→ **Supplied records**
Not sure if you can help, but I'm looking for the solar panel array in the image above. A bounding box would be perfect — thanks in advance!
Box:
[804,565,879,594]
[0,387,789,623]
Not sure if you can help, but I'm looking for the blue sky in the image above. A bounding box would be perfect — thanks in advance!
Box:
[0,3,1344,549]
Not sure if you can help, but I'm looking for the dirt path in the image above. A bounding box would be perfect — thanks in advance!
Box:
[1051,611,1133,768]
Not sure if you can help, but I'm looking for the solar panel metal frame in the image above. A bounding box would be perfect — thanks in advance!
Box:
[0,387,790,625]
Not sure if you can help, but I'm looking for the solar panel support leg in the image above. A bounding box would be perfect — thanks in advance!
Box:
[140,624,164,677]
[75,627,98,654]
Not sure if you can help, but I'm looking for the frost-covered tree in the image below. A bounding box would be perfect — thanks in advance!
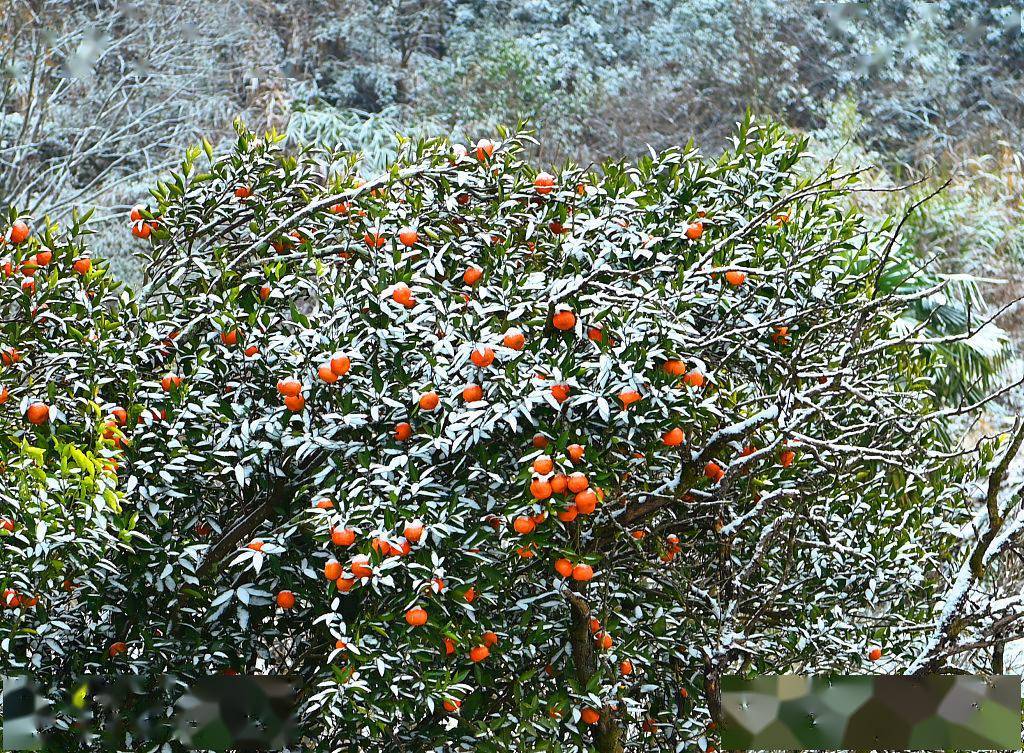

→ **Directive**
Convert every line of the data above into a JSON list of strings, one string per line, skipping blank lines. Leave the pictures out.

→ **Result of the task**
[
  "Not sure if you can help, but I'm looking for the solar panel array in the image above. A bounding box would be perfect — thanks in advance!",
  "Box:",
  "[804,565,879,594]",
  "[0,387,789,623]",
  "Not sure if you can help, but I'm looking for the blue sky in the image above. A bounding box would be perfect — thanks in advance!",
  "Box:",
  "[0,3,1344,549]",
  "Not sure if you can help, but I'm looking for the dirt path in the image above. A bounding box would be perfect — thanks in advance!",
  "Box:",
  "[1051,611,1133,768]",
  "Not sure if you can help, but I'm looking for the solar panel metal frame in the image above. A bounding box would be perfect — thanks in advance!",
  "Box:",
  "[0,387,790,625]",
  "Not sure if you can help, but I'm looking for the solar panel support leg in the image above. A bounding box would be perfect — thanks in advance!",
  "Box:",
  "[140,624,164,677]",
  "[75,627,98,654]",
  "Not sure if you can help, but I'm looking for the frost-covered tree in the image below. A bounding box would be perfect — thanks in advance!"
]